**WORK REQUIRED**
Turn the records below into a two-column CSV with the headers record_text and answer, one row per record. Put each value in a single quoted field and replace any line breaks with spaces.

'''

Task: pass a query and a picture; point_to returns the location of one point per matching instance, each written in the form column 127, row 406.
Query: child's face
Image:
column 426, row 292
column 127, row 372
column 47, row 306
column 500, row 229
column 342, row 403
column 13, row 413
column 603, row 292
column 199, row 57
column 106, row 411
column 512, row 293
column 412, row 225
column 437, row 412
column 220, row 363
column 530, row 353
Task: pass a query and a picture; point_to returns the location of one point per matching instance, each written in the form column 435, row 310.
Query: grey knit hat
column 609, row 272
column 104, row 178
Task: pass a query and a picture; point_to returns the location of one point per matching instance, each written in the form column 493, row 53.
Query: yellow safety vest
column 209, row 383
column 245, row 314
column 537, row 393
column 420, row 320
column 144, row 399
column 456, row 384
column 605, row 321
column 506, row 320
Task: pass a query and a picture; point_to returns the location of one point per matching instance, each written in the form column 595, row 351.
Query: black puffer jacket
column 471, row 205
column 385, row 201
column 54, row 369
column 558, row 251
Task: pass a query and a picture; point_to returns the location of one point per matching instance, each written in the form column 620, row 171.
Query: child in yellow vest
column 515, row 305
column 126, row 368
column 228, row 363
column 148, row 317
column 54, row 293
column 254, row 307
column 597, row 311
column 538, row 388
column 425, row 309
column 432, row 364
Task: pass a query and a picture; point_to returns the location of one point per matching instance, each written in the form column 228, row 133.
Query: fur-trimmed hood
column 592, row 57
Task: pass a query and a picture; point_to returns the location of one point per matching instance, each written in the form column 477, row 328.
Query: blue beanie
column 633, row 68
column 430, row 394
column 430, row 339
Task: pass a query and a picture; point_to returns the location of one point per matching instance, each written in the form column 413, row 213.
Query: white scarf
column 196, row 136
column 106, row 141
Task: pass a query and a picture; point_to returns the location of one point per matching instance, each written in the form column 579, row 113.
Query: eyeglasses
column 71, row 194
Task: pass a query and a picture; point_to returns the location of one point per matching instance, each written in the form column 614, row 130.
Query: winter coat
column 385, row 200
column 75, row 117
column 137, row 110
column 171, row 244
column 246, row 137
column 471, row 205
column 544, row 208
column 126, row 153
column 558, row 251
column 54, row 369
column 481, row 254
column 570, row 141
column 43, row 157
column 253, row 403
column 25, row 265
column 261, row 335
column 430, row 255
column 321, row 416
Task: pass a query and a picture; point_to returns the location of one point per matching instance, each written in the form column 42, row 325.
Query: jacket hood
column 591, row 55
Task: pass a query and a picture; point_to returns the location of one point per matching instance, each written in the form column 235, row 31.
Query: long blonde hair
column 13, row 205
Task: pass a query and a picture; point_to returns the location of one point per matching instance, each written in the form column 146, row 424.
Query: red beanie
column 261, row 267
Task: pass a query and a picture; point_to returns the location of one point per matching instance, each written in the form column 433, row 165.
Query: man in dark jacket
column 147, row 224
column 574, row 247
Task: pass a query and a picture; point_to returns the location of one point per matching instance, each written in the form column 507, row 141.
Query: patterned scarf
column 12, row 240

'''

**PROBLEM SOLUTION**
record_text,answer
"Task: pass a query and a picture; point_to returns the location of one point per matching instance, each written in the form column 127, row 406. Query: child's face Image:","column 426, row 292 column 127, row 372 column 47, row 306 column 500, row 229 column 342, row 403 column 13, row 413 column 603, row 292 column 199, row 57 column 106, row 411 column 512, row 293 column 412, row 225 column 437, row 412 column 220, row 363 column 530, row 353"
"Task: pass a query and a picture; point_to returns the location of one point per matching instance, each written in the form column 435, row 310. Query: grey knit hat","column 609, row 272 column 104, row 178"
"Task: pass a query and a picture; point_to returns the location of one point per matching instance, each written in the form column 493, row 53. Query: yellow safety vest","column 209, row 383 column 245, row 314 column 537, row 393 column 420, row 320 column 144, row 399 column 456, row 384 column 605, row 321 column 506, row 320"
"Task: pass a query and a picture; point_to returns the location of one point per matching instance, each written in the form column 595, row 351. Query: black puffer jacket","column 471, row 205 column 385, row 201 column 54, row 369 column 558, row 251"
"Task: pass a query and a picture; point_to returns the location of one point per matching instance, each written in the form column 620, row 171. Query: child in yellow vest","column 515, row 305 column 126, row 368 column 228, row 363 column 148, row 317 column 54, row 293 column 254, row 307 column 597, row 311 column 538, row 388 column 425, row 309 column 432, row 364"
"Task: pass a query and a picture; point_to returns the location of one point per matching instance, each written in the form column 228, row 133. Query: fur-trimmed hood","column 592, row 57"
"Task: pass a query and a picture; point_to returns the location of one point per matching instance, each written in the form column 477, row 328. Query: blue beanie","column 633, row 68 column 430, row 394 column 430, row 339"
"Task: pass a query and a picture; point_to returns the location of one point per matching instance, each written in the form column 413, row 213. Query: white scarf","column 196, row 136 column 106, row 141"
"Task: pass a query and a picture; point_to returns the location of one point per matching instance, each written in the form column 579, row 113. Query: eyeglasses","column 71, row 194"
"Task: pass a query and a picture; point_to returns the location of one point per matching instance, each written in the form column 614, row 130. Query: winter coat","column 385, row 200 column 75, row 117 column 137, row 110 column 171, row 244 column 246, row 137 column 471, row 205 column 544, row 208 column 126, row 153 column 558, row 251 column 54, row 369 column 481, row 254 column 570, row 141 column 43, row 157 column 253, row 403 column 25, row 265 column 261, row 335 column 430, row 255 column 321, row 416"
"Task: pass a query and a picture; point_to returns the location of one point per matching instance, each written in the form column 42, row 325. Query: jacket hood","column 591, row 55"
"Task: pass a query and a picture; point_to returns the location of one point per matching instance, each written in the form column 235, row 31. Query: long blonde hair","column 13, row 205"
"Task: pass a query and a picture; point_to returns the location of one point per matching instance, each written in the form column 146, row 424. Query: red beanie","column 261, row 267"
"Task: pass a query and a picture; point_to returns the location of one point per matching instance, each written in the form column 433, row 165. Query: man in dark jacket","column 147, row 224 column 574, row 247"
"Task: pass a query and a picture; point_to returns the location of one point per matching instance, each written in the form column 507, row 141. Query: patterned scarf","column 12, row 240"